━━━ PAGE EXCERPT ━━━

Skip to content
New issue

Have a question about this project? Sign up for a free GitHub account to open an issue and contact its maintainers and the community.

By clicking “Sign up for GitHub”, you agree to our terms of service and privacy statement. We’ll occasionally send you account related emails.

Already on GitHub? Sign in to your account

How to traverse the ast tree? #21

Open
dandelion915 opened this issue Jun 14, 2023 · 11 comments
Open

How to traverse the ast tree? #21

dandelion915 opened this issue Jun 14, 2023 · 11 comments

Comments

@dandelion915
Copy link

Say I have two source code file1.cpp and file2.cpp written in C++, I want to know the difference code between them and locate this difference code to the function. I kind of get that this cppparser is able to get ast of the source code, but i'm still confused how to traverse the ast tree and compare two ast trees from different source code? Could anyone help me with this?

@salehjg
Copy link

salehjg commented Jun 15, 2023

Hi there, I believe you have to write your own code for that.
Furthermore, you can use my fork's doxygen branch to build the documentation and check out the inheritance diagram to get a better understanding of the AST's data structure.

inherit_graph_0

Also, check out the examples.

@dandelion915
Copy link
Author

Thanks for your wonderful reply! The example is very clear how the code is structed. However, do you have any idea on how to destructualize the code? What i'm saying is for a certain line of code within a function, I want to collect the all of the components, e.g, int a = b + c, then i need to collect int,a,=,b,+,c. It confuses me how to use this parser to traverse the data structure. I'd be very appreciated if you can give me any hints, a short example code might be the best :)

━━━ RECORDS PROVIDED ━━━

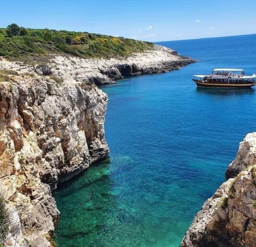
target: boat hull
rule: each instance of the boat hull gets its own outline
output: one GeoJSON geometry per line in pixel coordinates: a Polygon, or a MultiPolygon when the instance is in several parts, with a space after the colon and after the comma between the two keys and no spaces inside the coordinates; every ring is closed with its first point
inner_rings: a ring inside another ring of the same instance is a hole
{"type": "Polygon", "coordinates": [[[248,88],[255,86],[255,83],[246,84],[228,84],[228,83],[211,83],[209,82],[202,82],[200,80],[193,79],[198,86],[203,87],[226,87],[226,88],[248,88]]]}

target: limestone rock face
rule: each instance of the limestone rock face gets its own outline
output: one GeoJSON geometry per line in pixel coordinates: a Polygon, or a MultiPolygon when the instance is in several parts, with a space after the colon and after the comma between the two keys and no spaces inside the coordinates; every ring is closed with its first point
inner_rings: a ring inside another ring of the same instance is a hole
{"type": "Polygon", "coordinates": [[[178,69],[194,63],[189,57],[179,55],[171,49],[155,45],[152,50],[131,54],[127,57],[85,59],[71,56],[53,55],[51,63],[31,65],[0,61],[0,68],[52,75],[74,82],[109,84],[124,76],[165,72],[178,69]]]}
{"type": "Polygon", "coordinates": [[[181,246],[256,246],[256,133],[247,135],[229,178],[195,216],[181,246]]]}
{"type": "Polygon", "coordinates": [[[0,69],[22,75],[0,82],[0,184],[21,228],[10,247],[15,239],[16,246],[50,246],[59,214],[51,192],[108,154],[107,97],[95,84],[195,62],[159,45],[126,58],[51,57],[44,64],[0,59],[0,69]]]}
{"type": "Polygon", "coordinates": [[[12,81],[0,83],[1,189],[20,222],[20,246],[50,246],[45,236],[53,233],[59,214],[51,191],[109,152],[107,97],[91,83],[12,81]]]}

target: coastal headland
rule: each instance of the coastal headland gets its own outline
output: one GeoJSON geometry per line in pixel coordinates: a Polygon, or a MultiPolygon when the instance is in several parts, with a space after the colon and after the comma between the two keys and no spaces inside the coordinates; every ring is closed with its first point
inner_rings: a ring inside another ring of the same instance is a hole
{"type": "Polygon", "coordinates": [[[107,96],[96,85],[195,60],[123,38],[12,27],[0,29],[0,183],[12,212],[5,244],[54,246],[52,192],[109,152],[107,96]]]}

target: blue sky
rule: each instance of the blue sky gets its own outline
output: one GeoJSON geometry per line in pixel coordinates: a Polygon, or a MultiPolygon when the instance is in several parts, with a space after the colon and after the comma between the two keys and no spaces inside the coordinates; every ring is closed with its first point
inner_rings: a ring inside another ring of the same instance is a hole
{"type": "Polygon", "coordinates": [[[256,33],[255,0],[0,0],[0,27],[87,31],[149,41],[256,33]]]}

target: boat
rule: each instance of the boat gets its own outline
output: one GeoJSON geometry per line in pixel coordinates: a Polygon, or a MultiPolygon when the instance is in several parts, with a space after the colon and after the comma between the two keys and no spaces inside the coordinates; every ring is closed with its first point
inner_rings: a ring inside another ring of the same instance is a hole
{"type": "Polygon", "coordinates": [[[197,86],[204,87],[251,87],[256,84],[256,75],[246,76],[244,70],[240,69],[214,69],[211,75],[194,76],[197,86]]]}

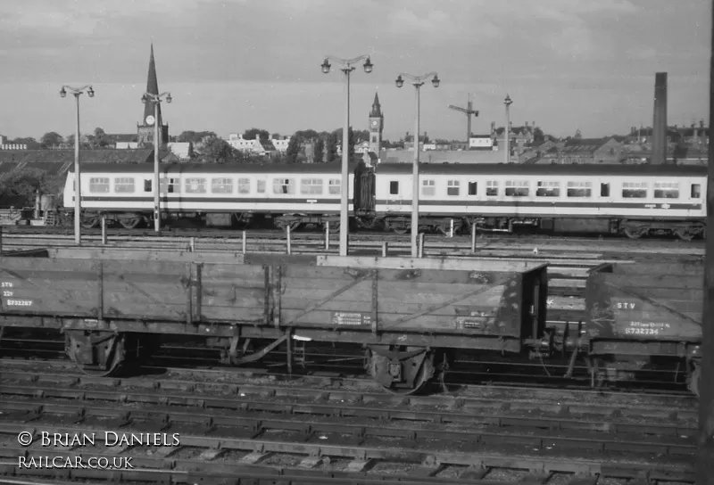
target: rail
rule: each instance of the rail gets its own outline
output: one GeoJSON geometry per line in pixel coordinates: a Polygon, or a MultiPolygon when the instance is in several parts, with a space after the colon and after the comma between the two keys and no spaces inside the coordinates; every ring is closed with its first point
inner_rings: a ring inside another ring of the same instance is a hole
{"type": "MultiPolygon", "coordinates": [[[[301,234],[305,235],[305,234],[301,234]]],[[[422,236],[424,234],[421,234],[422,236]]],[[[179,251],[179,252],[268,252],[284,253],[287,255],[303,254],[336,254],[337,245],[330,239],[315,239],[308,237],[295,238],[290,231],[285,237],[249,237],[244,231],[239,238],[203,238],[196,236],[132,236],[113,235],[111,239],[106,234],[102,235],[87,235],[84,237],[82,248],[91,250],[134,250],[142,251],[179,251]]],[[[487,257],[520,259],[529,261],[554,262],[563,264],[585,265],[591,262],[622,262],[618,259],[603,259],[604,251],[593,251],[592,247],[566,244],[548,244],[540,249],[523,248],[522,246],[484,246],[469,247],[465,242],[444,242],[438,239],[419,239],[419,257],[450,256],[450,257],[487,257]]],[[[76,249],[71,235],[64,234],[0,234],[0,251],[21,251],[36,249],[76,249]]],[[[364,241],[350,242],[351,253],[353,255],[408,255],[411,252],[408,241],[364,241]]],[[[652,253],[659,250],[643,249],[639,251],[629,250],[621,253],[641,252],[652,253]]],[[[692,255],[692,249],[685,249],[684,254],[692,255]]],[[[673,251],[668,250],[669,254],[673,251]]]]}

━━━

▶ [SHORT TASK 1]: Can you restate the paragraph of the issue thread beginning "Say I have two source code" more briefly while keeping its main facts?
▶ [SHORT TASK 2]: From the issue thread, set down the passage starting at "Say I have two" and ending at "out the examples.".
▶ [SHORT TASK 3]:
Answer these questions about the issue thread:
(a) On what date did salehjg comment?
(b) Which branch of salehjg's fork is suggested for building the documentation?
(c) For the line int a = b + c, which components does the author want to collect?

▶ [RESPONSE 1]: The poster has two C++ files, file1.cpp and file2.cpp, and wants to find the code that differs between them and trace each difference to its function. They understand that cppparser can produce an AST from source code but don't know how to traverse that tree or compare the ASTs of two different files, so they ask for help.

▶ [RESPONSE 2]:
Say I have two source code file1.cpp and file2.cpp written in C++, I want to know the difference code between them and locate this difference code to the function. I kind of get that this cppparser is able to get ast of the source code, but i'm still confused how to traverse the ast tree and compare two ast trees from different source code? Could anyone help me with this?

@salehjg
Copy link

salehjg commented Jun 15, 2023

Hi there, I believe you have to write your own code for that.
Furthermore, you can use my fork's doxygen branch to build the documentation and check out the inheritance diagram to get a better understanding of the AST's data structure.

inherit_graph_0

Also, check out the examples.

▶ [RESPONSE 3]:
(a) June 15, 2023
(b) The doxygen branch
(c) int, a, =, b, +, c